- Objective -
How many lines in the rows below contain the word "foliage"? Reply with only the number.

(Object location annotation data rows)
_ _ _ _ _

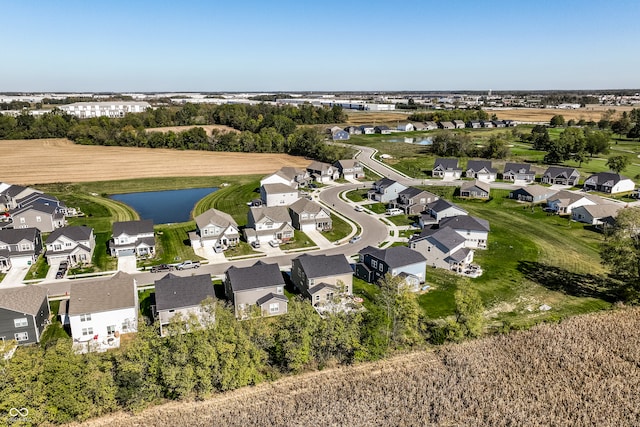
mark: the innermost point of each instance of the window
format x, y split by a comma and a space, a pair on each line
21, 336
20, 323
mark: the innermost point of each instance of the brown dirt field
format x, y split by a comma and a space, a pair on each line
207, 128
43, 161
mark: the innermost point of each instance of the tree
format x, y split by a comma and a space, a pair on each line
617, 163
621, 248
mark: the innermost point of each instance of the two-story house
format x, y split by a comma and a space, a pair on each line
19, 247
385, 190
133, 238
413, 200
269, 223
374, 263
322, 277
307, 215
256, 291
350, 168
184, 297
215, 229
73, 244
24, 314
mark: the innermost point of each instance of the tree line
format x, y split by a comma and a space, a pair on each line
59, 386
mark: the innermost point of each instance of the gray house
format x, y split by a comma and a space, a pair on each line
133, 238
532, 193
19, 247
184, 296
321, 277
561, 175
374, 263
24, 313
73, 244
256, 290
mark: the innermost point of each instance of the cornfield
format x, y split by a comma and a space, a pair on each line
582, 372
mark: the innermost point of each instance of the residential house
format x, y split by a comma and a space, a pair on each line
258, 289
214, 229
24, 314
278, 194
323, 172
385, 190
184, 296
374, 263
608, 182
350, 168
133, 238
474, 230
476, 189
440, 209
481, 170
518, 172
532, 193
321, 277
413, 200
446, 169
443, 248
101, 310
74, 244
19, 247
560, 175
564, 202
44, 217
307, 215
597, 215
269, 223
446, 125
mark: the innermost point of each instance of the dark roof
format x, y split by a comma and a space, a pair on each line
16, 235
259, 275
133, 228
395, 256
324, 265
174, 292
465, 222
74, 232
271, 296
446, 164
114, 293
24, 299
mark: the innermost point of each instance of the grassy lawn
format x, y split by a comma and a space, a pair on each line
39, 269
340, 230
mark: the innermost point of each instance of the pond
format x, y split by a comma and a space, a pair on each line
164, 207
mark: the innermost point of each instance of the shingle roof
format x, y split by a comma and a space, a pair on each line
75, 232
259, 275
24, 299
133, 228
174, 292
465, 222
324, 265
114, 293
395, 256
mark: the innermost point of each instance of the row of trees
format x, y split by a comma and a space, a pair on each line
59, 386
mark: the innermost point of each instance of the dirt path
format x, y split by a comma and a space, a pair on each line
43, 161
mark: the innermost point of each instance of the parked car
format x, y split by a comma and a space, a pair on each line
188, 264
160, 268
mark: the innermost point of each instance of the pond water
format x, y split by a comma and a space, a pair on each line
164, 207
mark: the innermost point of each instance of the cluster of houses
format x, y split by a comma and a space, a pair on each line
340, 134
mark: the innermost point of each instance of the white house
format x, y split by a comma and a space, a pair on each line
99, 312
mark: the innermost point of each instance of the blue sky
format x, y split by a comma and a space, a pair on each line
272, 45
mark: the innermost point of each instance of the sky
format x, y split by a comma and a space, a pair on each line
283, 45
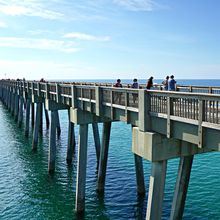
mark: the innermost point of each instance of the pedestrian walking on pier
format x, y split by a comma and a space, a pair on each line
172, 83
117, 95
150, 82
135, 86
165, 83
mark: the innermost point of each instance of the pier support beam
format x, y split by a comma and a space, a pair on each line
156, 190
41, 118
16, 106
95, 129
58, 124
20, 114
103, 156
52, 142
46, 117
27, 118
71, 142
182, 183
81, 168
32, 114
139, 174
36, 127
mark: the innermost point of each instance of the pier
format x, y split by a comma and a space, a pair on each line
164, 125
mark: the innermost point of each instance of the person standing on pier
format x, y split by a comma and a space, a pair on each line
135, 86
165, 83
150, 82
118, 94
172, 83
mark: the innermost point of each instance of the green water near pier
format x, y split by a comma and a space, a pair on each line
27, 191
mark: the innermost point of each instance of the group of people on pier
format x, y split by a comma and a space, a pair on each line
168, 84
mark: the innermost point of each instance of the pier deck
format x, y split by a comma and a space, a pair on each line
165, 125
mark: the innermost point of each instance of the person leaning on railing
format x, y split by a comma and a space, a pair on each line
150, 82
135, 86
172, 84
117, 96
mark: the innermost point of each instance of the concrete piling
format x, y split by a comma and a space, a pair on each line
182, 183
95, 129
156, 190
52, 143
103, 156
71, 141
20, 112
32, 113
139, 174
27, 118
46, 117
57, 123
36, 128
81, 168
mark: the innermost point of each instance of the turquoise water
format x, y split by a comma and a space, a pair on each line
28, 192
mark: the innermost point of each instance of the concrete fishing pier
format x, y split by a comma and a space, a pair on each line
165, 125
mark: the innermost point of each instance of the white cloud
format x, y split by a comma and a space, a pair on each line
36, 69
30, 8
44, 44
138, 5
3, 24
82, 36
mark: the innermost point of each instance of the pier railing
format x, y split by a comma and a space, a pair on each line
195, 103
165, 125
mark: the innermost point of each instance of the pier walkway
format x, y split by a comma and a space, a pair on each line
164, 125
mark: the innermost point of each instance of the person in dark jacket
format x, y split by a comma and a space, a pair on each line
150, 82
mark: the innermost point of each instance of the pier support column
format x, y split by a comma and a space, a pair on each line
16, 106
36, 127
41, 118
103, 156
20, 114
182, 183
81, 168
95, 129
57, 124
156, 190
27, 118
32, 114
46, 117
71, 141
52, 142
139, 174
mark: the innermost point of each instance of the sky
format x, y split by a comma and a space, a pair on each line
109, 39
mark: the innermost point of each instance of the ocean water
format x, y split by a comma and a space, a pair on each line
27, 191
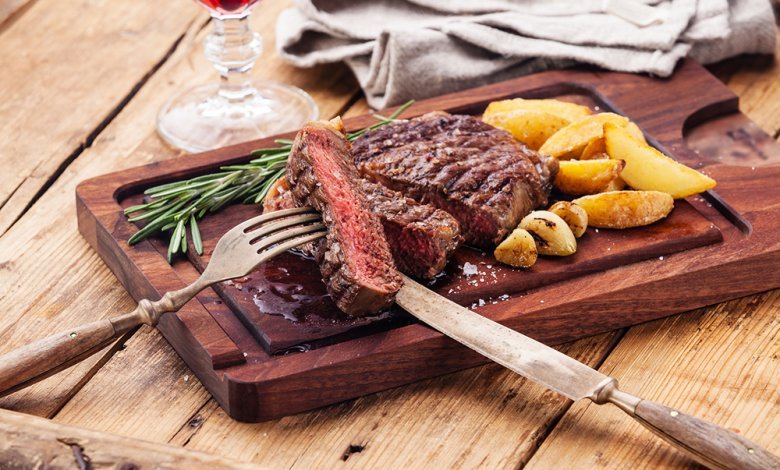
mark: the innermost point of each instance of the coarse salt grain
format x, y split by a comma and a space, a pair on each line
470, 269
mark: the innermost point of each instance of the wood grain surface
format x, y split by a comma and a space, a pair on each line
719, 363
684, 262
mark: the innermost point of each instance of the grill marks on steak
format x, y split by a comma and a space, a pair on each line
476, 172
421, 237
355, 259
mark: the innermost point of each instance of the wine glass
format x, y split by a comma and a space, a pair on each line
238, 108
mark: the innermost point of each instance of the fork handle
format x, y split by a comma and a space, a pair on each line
45, 357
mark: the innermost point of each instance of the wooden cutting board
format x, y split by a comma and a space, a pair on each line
273, 344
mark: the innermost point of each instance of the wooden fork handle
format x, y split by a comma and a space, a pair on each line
47, 356
708, 444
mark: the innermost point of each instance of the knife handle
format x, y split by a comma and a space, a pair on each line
708, 444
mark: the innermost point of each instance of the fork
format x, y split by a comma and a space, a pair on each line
238, 252
255, 241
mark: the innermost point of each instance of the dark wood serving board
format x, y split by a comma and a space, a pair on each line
273, 344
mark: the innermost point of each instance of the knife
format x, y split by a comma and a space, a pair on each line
705, 442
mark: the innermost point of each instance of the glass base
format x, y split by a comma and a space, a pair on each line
199, 119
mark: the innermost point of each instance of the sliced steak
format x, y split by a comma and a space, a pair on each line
421, 237
355, 259
477, 173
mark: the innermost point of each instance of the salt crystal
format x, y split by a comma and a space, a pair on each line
470, 269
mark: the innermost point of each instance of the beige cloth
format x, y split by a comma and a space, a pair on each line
402, 49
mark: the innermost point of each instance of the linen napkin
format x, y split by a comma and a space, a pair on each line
402, 49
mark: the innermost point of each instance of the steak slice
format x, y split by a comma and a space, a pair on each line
355, 259
421, 237
479, 174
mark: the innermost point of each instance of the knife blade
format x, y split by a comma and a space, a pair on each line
513, 350
705, 442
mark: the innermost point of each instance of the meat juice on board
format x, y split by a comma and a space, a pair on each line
227, 7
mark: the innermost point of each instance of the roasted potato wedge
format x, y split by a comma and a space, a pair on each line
551, 233
563, 109
579, 177
595, 150
517, 250
625, 209
575, 216
530, 127
648, 169
572, 140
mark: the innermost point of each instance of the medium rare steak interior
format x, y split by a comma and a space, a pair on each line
421, 237
355, 259
476, 172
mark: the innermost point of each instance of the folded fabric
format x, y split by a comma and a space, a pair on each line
402, 49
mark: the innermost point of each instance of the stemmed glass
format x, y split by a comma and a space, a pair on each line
238, 108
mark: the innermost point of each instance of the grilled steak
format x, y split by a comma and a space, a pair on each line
479, 174
355, 259
421, 237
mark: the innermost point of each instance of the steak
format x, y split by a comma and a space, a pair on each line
354, 259
421, 237
481, 175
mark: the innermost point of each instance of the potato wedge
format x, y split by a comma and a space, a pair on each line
648, 169
563, 109
595, 150
551, 233
579, 177
532, 128
572, 140
575, 216
615, 185
517, 250
625, 209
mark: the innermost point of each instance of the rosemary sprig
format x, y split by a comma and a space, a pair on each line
174, 206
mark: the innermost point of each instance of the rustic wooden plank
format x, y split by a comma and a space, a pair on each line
486, 416
720, 364
755, 80
29, 442
44, 247
56, 93
10, 9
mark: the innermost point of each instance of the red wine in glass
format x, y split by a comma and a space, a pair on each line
228, 7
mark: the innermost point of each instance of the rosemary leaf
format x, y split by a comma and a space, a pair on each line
173, 206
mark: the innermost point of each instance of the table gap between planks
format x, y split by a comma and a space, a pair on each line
112, 66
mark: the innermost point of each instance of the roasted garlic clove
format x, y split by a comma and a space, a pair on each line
575, 216
517, 250
551, 233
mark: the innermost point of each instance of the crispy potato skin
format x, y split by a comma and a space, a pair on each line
595, 150
580, 177
648, 169
625, 209
517, 250
569, 111
575, 216
572, 140
532, 128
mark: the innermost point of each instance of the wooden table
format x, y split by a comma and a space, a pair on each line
80, 85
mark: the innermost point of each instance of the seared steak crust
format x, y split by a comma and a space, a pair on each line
477, 173
355, 259
421, 237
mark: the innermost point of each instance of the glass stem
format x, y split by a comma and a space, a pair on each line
233, 48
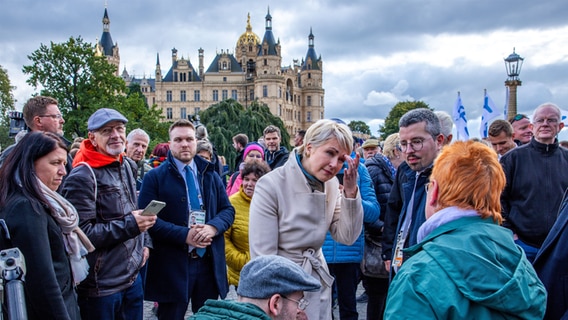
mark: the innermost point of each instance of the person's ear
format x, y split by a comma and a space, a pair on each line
275, 305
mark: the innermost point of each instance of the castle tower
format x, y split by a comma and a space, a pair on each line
105, 46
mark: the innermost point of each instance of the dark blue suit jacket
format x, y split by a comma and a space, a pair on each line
168, 270
551, 265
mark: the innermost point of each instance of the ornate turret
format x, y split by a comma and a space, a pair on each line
105, 46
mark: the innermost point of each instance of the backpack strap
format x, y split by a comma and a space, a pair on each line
92, 172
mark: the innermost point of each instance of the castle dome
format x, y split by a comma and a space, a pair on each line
248, 37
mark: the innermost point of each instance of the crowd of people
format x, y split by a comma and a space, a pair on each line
433, 228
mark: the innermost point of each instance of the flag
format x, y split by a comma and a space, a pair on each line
460, 120
489, 113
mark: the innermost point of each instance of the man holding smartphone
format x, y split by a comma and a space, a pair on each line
188, 259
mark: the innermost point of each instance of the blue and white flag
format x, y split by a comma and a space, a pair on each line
460, 120
489, 113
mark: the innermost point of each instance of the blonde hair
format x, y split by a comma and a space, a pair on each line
469, 176
323, 130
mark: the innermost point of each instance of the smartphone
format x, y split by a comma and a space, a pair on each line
153, 208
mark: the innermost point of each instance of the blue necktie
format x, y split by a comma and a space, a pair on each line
191, 189
193, 199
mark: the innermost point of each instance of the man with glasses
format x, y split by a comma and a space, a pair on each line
522, 132
270, 287
42, 114
102, 187
420, 142
537, 175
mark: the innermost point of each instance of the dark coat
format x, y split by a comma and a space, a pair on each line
168, 270
108, 222
551, 265
397, 205
49, 283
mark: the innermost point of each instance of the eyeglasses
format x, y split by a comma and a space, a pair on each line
107, 131
552, 121
54, 116
302, 304
416, 144
518, 117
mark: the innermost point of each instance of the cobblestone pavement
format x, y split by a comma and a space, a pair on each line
361, 307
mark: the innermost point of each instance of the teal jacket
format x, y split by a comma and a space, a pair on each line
469, 268
224, 309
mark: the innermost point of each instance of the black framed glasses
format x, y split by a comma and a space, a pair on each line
107, 131
54, 116
518, 117
416, 144
302, 303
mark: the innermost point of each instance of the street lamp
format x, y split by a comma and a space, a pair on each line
513, 64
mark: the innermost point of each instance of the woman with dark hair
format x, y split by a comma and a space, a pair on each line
236, 237
44, 226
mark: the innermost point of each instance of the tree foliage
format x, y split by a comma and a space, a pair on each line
81, 81
229, 118
7, 102
359, 127
391, 121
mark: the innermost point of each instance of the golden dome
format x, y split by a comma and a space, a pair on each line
249, 37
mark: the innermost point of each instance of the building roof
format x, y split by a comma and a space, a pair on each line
234, 64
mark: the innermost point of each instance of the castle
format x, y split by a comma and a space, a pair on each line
253, 72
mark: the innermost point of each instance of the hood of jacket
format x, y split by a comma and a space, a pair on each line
486, 268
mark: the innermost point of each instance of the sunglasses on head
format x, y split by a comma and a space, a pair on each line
517, 118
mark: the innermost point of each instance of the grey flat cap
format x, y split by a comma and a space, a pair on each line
265, 276
103, 116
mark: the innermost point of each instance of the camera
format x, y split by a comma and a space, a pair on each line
12, 271
17, 123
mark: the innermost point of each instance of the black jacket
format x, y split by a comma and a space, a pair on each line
537, 175
49, 283
108, 222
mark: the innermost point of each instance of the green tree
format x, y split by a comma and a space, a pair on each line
228, 118
391, 122
80, 80
359, 126
7, 102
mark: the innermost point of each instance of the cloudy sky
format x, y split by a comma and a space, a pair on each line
375, 53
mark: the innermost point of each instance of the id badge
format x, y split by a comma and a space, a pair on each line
197, 217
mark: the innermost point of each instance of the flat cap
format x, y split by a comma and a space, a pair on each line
265, 276
370, 143
103, 116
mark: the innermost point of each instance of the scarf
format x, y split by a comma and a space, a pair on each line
87, 153
76, 242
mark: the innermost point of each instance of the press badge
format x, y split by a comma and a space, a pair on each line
197, 217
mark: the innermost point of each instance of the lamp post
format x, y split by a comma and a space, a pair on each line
513, 64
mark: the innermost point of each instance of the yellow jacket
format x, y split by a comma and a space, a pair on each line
236, 237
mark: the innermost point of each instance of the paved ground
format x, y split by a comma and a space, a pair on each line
361, 307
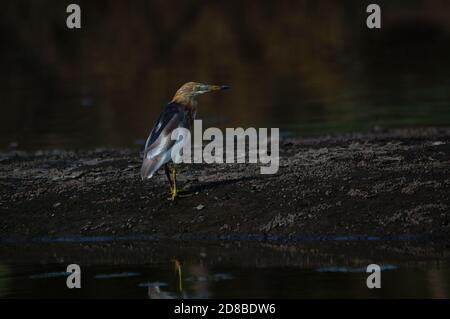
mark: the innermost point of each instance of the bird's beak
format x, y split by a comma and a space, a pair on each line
209, 88
218, 87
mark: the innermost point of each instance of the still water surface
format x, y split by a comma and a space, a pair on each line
275, 272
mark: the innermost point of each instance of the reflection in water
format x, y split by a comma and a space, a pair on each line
416, 269
196, 280
306, 66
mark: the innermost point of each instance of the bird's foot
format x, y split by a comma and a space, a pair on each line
173, 194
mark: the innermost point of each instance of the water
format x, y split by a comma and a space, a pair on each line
306, 67
233, 270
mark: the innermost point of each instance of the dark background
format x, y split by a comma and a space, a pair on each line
308, 67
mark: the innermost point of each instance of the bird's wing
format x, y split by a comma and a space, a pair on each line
159, 144
170, 111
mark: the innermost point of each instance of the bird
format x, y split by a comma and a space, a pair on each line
178, 113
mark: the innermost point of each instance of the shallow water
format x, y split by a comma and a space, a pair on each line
148, 270
305, 67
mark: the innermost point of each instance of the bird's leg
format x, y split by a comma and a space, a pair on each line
167, 171
174, 179
178, 272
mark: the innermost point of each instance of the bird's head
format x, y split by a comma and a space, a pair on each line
188, 93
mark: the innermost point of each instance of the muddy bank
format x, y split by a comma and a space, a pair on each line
373, 184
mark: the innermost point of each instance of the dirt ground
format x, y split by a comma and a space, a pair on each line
381, 183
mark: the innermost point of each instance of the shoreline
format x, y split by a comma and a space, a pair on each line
389, 183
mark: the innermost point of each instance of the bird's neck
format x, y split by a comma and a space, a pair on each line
189, 102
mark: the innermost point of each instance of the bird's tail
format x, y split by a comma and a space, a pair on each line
149, 167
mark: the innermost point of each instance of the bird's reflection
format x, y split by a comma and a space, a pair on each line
195, 274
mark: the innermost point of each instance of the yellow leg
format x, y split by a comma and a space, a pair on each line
178, 272
174, 188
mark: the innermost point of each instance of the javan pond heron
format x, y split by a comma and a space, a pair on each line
179, 113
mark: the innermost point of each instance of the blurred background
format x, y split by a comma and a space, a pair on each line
307, 66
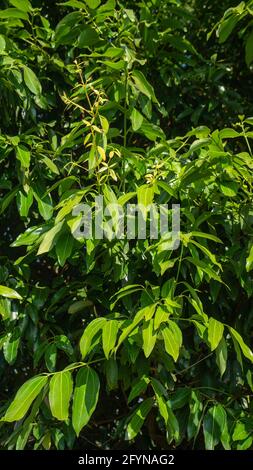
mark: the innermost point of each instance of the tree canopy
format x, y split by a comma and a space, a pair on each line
125, 343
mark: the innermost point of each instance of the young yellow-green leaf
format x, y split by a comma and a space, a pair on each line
128, 329
23, 5
215, 332
13, 13
138, 418
109, 336
24, 398
85, 397
9, 293
60, 391
136, 119
149, 337
145, 195
49, 239
32, 81
172, 337
23, 155
161, 316
143, 85
90, 331
64, 246
245, 349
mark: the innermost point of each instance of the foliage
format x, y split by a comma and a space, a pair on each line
115, 342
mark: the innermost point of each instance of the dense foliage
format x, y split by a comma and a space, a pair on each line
117, 343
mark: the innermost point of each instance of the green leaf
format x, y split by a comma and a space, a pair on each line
138, 418
226, 27
24, 398
172, 337
161, 316
206, 235
9, 293
93, 4
221, 356
24, 156
143, 85
229, 188
48, 240
13, 13
88, 37
60, 391
90, 331
64, 246
51, 165
240, 432
249, 260
180, 398
23, 5
109, 336
126, 290
245, 349
10, 348
112, 373
85, 397
214, 423
50, 357
165, 410
66, 30
32, 81
249, 49
24, 202
145, 195
138, 388
136, 119
149, 337
215, 333
129, 328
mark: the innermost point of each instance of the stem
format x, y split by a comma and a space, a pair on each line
125, 132
247, 140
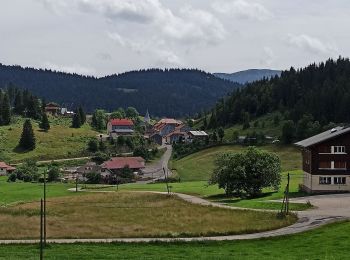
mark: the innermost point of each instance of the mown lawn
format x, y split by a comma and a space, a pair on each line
131, 214
328, 242
61, 141
18, 192
198, 166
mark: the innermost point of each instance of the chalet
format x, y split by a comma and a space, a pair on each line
166, 126
175, 136
91, 167
117, 127
156, 138
52, 108
197, 135
5, 169
326, 161
116, 164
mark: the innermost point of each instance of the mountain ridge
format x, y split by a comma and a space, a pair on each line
248, 76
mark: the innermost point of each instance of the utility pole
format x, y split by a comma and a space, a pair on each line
76, 183
41, 230
45, 207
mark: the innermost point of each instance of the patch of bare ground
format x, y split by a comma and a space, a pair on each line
127, 214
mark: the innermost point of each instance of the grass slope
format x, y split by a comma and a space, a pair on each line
125, 214
198, 166
329, 242
61, 141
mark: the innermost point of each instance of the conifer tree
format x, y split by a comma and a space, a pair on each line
27, 140
44, 124
82, 115
5, 111
76, 122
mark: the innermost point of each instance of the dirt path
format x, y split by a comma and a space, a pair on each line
329, 208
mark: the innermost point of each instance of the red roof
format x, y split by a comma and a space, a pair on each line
121, 122
121, 162
7, 167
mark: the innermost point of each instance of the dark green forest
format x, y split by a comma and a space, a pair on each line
170, 92
311, 97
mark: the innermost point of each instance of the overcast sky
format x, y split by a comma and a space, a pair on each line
100, 37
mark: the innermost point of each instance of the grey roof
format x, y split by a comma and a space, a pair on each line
198, 133
329, 134
122, 131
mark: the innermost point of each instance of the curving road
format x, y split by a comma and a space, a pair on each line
329, 208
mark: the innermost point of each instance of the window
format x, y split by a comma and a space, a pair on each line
325, 180
339, 180
324, 149
338, 149
339, 165
325, 165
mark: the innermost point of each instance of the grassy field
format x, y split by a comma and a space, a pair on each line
126, 214
198, 166
18, 192
60, 141
328, 242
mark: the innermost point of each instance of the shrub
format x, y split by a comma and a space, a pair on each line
246, 174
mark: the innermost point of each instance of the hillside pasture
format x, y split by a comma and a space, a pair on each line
125, 214
61, 141
199, 166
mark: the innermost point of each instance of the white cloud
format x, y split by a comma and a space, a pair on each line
268, 56
312, 44
243, 9
74, 68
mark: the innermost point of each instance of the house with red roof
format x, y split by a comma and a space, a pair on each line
5, 169
116, 164
118, 127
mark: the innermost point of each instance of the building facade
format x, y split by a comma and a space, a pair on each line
117, 127
326, 161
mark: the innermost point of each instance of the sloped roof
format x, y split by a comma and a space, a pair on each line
120, 162
326, 135
7, 167
198, 133
121, 122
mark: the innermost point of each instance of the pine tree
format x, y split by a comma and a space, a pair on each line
82, 115
18, 103
27, 140
5, 111
76, 122
44, 124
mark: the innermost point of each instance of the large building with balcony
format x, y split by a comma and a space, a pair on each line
326, 161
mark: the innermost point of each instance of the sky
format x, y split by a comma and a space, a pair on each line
102, 37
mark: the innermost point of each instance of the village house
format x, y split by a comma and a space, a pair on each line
91, 167
196, 135
117, 127
6, 169
165, 126
52, 109
156, 138
326, 161
116, 164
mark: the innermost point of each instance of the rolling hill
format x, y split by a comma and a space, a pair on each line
247, 76
170, 92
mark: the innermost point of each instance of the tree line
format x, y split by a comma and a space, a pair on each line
310, 99
169, 92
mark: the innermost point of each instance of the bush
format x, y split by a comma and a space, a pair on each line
12, 177
28, 171
246, 174
53, 174
93, 178
100, 157
93, 145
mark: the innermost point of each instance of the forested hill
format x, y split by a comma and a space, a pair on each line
247, 76
174, 92
318, 92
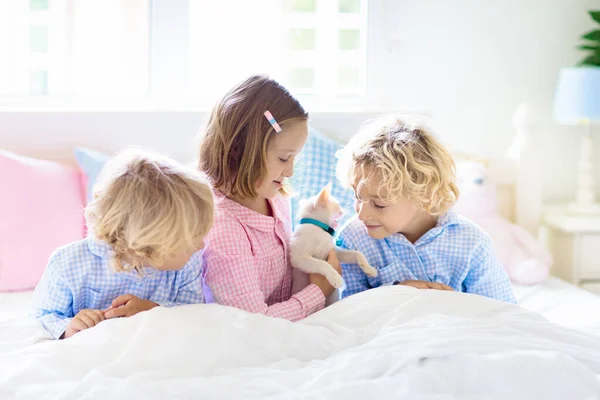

_ _ _ _ _

- Reply -
3